--- Start Passage given ---

“Are you a Christian fatalist?” December 3


Could you be a Christian fatalist?Could you be a Christian fatalist by failing to get actively involved in what God is doing? Are you failing to pray, and instead, passively waiting for God to do what He’s going to do?

Also read about praying for our enemies, the result of not parenting God’s way, and the importance of walking in the light.


Today’s Readings:
Daniel 9 & 10
Psalm 137.7-9
Proverbs 29.1
1 John 1.1-10


Could you be a Christian fatalist?


Daniel 9 & 10:

Are you doing your part?


In chapter 9, Daniel had learned from his study of the Scriptures that the 70 years of captivity was close to its end. But instead, of passively waiting for that to happen, he humbly prayed, confessing the sins of his people and asking God to fulfill His promises.

Too often, we take a “Christian fatalist” view that God’s going to do what He’s going to do. We fail to understand that God desires to use the prayers of His people as part of the process of fulfilling His will in the earth. Prayer doesn’t change God, but it ushers in the promises of God and changes us as we get involved in what God is doing!

--- End Passage given ---

Given request 1:
Extract the passage from the devotional on Christian fatalism, starting with "Could you be a Christian fatalist?Could" and going on through "in the light.".
Given request 2:
In the devotional on Christian fatalism, what had Daniel learned from his study of the Scriptures?
Given request 3:
Proceed with the devotional on Christian fatalism from the point where it stops.

--- Start Supplied data ---

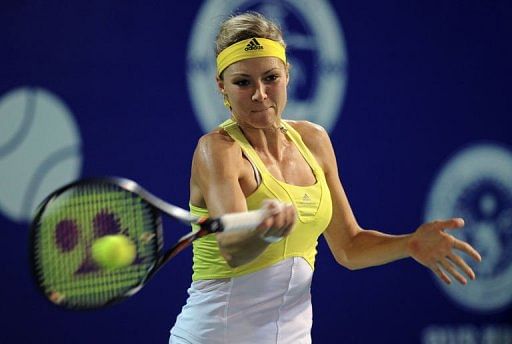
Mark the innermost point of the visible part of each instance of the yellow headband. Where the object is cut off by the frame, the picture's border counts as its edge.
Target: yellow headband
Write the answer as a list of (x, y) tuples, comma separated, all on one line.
[(247, 49)]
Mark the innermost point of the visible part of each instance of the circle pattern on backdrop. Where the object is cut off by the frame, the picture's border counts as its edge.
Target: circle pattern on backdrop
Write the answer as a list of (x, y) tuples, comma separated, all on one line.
[(39, 149)]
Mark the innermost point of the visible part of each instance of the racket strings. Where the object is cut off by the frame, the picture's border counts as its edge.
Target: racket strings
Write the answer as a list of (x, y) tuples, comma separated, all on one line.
[(68, 226)]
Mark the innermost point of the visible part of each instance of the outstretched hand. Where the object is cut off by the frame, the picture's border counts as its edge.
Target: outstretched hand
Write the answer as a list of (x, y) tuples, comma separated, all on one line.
[(432, 247)]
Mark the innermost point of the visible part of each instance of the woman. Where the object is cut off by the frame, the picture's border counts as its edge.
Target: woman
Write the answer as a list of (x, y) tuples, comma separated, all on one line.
[(254, 286)]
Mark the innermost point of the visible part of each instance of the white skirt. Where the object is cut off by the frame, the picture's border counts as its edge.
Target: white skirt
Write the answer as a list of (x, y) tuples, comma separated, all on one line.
[(271, 306)]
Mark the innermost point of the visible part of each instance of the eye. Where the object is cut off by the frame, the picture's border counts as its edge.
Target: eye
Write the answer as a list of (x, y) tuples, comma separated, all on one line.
[(272, 77), (241, 82)]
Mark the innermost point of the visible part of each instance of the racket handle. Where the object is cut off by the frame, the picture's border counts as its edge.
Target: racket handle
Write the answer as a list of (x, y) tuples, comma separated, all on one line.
[(243, 221)]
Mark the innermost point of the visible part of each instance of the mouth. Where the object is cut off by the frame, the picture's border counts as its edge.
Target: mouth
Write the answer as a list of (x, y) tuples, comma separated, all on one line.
[(261, 110)]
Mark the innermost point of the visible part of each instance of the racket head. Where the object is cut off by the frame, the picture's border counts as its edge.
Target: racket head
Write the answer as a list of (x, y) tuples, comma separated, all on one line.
[(64, 228)]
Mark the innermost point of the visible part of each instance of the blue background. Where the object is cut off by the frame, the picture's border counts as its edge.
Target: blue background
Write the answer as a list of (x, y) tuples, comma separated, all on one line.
[(425, 79)]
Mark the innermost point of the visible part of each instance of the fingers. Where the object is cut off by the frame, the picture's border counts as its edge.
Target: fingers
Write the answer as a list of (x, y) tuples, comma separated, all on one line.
[(450, 223), (441, 274), (450, 268), (280, 222), (468, 249), (460, 263)]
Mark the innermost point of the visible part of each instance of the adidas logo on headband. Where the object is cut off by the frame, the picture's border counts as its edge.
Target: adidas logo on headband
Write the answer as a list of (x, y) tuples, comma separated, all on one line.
[(253, 45)]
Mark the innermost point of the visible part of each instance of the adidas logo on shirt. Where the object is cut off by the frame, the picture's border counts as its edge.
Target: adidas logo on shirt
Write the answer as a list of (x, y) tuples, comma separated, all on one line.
[(253, 45)]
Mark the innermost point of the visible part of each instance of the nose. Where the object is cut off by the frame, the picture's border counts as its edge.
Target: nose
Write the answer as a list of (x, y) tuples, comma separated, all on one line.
[(260, 93)]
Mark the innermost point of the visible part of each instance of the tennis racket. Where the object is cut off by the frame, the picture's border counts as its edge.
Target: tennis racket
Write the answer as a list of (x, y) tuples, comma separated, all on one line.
[(71, 218)]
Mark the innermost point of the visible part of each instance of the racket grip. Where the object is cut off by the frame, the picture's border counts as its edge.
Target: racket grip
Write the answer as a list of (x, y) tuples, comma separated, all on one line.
[(243, 221)]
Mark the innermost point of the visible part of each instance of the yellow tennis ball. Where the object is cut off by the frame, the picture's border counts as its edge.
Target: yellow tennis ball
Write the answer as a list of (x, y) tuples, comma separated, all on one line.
[(113, 251)]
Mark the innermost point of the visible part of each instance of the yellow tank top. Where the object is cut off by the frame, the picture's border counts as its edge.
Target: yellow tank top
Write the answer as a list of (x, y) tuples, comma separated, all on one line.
[(313, 204)]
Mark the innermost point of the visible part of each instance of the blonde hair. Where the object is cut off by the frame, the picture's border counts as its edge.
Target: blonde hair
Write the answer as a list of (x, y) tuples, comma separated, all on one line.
[(244, 26)]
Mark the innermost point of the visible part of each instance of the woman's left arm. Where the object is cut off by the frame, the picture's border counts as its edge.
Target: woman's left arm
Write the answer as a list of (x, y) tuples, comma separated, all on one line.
[(357, 248)]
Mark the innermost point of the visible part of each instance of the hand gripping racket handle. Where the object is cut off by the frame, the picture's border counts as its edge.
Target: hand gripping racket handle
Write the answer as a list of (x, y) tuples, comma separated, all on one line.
[(243, 221)]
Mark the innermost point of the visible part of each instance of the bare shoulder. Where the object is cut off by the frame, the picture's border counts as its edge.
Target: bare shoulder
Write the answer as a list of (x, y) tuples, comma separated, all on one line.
[(317, 140), (216, 150), (313, 135)]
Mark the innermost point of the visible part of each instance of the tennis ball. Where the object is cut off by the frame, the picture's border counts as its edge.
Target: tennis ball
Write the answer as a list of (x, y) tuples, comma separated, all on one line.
[(113, 251)]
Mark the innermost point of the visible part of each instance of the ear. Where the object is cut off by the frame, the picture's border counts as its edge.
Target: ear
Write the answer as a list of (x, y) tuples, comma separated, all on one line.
[(220, 84)]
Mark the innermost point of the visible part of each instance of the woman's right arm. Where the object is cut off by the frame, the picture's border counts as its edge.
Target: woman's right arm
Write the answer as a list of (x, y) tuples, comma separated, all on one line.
[(217, 168)]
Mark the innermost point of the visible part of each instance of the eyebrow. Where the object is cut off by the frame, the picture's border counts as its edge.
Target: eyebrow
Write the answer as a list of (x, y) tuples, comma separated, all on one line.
[(248, 75)]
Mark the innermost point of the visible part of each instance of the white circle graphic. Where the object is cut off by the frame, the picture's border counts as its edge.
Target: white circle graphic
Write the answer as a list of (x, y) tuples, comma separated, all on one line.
[(39, 149), (476, 184), (316, 51)]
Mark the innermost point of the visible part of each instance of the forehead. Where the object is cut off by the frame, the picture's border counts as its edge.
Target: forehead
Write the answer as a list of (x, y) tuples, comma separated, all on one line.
[(255, 66)]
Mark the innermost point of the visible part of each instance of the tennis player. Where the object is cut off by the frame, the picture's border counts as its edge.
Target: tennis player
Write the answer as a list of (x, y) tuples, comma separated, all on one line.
[(254, 287)]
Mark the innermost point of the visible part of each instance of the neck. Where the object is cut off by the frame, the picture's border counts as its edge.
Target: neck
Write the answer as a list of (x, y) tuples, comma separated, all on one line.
[(269, 141)]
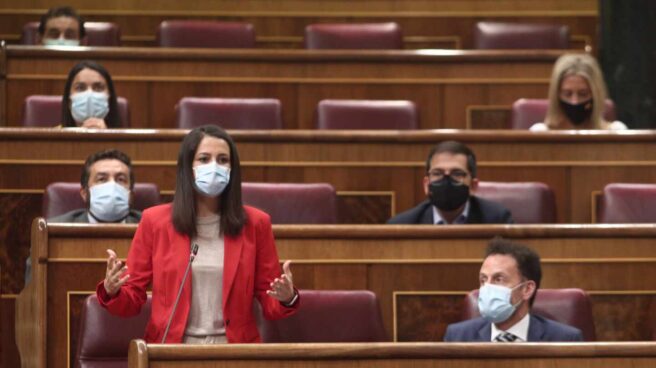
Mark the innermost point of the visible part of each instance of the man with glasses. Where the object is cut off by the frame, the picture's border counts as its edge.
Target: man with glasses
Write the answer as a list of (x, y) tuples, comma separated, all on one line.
[(449, 183)]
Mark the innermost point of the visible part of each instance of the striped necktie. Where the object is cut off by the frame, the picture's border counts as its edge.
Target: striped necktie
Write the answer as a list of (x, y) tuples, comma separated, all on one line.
[(505, 337)]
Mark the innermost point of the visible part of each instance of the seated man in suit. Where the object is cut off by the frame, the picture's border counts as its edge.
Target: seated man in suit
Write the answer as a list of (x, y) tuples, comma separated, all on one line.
[(61, 26), (509, 278), (107, 181), (450, 179)]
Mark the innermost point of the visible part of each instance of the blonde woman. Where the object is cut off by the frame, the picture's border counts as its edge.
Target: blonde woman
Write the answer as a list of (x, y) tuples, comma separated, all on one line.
[(577, 94)]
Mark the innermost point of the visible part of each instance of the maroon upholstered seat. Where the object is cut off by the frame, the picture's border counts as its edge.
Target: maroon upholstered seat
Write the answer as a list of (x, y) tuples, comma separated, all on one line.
[(529, 203), (354, 36), (569, 306), (46, 111), (528, 111), (499, 35), (97, 34), (627, 203), (328, 316), (229, 113), (207, 34), (293, 203), (367, 114), (61, 197), (104, 339)]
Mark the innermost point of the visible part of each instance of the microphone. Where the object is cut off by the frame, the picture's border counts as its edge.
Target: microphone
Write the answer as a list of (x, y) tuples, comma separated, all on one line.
[(194, 251)]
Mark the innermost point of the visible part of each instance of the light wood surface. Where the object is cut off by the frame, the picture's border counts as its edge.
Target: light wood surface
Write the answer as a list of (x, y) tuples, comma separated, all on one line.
[(615, 262), (573, 164), (144, 355)]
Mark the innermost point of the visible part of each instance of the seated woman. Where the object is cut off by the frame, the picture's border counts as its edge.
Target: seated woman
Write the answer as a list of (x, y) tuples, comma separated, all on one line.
[(577, 94), (89, 98)]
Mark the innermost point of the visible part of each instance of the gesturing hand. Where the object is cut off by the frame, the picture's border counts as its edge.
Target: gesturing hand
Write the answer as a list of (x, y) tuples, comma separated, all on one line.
[(282, 288), (116, 274)]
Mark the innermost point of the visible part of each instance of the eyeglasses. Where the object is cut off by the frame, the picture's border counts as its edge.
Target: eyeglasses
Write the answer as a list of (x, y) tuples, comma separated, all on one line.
[(457, 175)]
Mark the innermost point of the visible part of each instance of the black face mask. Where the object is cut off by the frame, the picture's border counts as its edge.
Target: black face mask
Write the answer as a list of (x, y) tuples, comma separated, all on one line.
[(447, 194), (578, 113)]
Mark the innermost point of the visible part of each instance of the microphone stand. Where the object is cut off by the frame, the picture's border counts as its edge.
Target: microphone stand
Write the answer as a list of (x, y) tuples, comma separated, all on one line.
[(194, 251)]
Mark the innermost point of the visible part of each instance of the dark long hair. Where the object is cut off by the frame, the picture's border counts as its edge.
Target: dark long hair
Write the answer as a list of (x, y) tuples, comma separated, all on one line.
[(113, 118), (231, 209)]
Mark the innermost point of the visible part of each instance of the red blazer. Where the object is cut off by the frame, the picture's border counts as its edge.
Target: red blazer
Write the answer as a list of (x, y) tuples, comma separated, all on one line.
[(159, 255)]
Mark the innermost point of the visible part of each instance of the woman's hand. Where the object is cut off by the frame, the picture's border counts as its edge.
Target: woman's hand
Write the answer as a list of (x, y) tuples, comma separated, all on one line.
[(116, 274), (94, 123), (282, 288)]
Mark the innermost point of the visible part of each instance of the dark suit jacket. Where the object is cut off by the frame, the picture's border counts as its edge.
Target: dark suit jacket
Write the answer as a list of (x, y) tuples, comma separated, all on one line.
[(539, 329), (481, 211), (80, 216)]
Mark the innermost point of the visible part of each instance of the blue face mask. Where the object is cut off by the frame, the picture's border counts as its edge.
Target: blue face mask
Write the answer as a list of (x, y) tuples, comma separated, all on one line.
[(60, 42), (89, 104), (109, 202), (211, 179), (494, 302)]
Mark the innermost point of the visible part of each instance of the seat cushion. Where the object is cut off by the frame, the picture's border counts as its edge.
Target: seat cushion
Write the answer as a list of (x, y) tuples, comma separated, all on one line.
[(207, 34)]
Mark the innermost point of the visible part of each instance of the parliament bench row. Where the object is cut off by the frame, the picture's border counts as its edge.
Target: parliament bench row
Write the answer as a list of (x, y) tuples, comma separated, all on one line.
[(463, 89), (342, 316), (224, 34), (316, 203), (266, 113)]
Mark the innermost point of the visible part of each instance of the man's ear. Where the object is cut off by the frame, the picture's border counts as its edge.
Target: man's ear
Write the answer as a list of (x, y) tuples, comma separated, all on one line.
[(474, 185), (84, 193)]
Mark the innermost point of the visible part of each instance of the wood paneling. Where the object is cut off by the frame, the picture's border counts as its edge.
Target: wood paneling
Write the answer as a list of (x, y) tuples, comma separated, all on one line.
[(424, 316), (10, 356), (442, 83), (407, 258)]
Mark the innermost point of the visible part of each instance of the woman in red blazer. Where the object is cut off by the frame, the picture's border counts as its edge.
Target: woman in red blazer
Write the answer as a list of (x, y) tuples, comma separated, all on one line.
[(208, 183)]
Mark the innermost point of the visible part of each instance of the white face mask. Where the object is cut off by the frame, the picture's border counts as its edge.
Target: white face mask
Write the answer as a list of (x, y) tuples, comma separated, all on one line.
[(89, 104), (494, 302), (60, 42), (109, 202), (211, 179)]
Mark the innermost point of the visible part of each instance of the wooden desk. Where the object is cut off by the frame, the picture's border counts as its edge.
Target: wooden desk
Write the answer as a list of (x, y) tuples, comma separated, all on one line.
[(442, 355), (420, 273), (449, 87)]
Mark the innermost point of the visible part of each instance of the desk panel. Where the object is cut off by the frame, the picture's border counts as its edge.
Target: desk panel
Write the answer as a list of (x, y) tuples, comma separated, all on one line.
[(70, 259)]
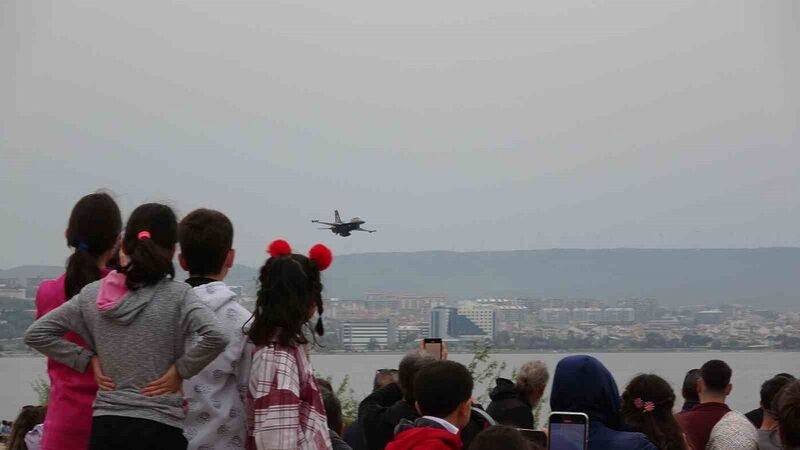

--- End Supplied data ---

Answer 1:
Could you be a Christian fatalist?Could you be a Christian fatalist by failing to get actively involved in what God is doing? Are you failing to pray, and instead, passively waiting for God to do what He’s going to do?

Also read about praying for our enemies, the result of not parenting God’s way, and the importance of walking in the light.

Answer 2:
He had learned that the 70 years of captivity was close to its end.

Answer 3:
Notice, though, Daniel didn’t pray based on what they deserved. He didn’t say, “This isn’t fair,” or “Why are You letting this happen to us?” (9.5-12). And even though he wasn’t personally guilty, he confessed their sins to God as a nation and asked for mercy. Then he asked that God move because of who He is:

18 O my God, incline Your ear and hear; open Your eyes and see our desolations, and the city which is called by Your name; for we do not present our supplications before You because of our righteous deeds, but because of Your great mercies. 19 O Lord, hear! O Lord, forgive! O Lord, listen and act! Do not delay for Your own sake, my God, for Your city and Your people are called by Your name” (9.18-19).

In chapter 10 we see a glimpse into the heavenly battles which are behind the events of human history. Even though demonic powers are at work to influence nations and individuals to rise up against God, His people, and His work in the earth, it is God’s will which will stand.


Today’s Other Readings:


Psalm 137.7-9:

Praying for Our Enemies


prayer 3

This psalm was probably written toward the end of the captivity in Babylon. Perhaps the people saw the weakening of Babylon and looked forward to the defeat and complete annihilation of the enemy who had so pridefully and harshly oppressed them.

As believers we, too, should look forward to the time when God’s enemies will be defeated and destroyed, but not out of malice or personal revenge. In fact, we should be praying for our enemies in the hope that:

“… they may come to their senses and escape the snare of the devil, having been taken captive by him to do his will” (2 Tim. 2.26).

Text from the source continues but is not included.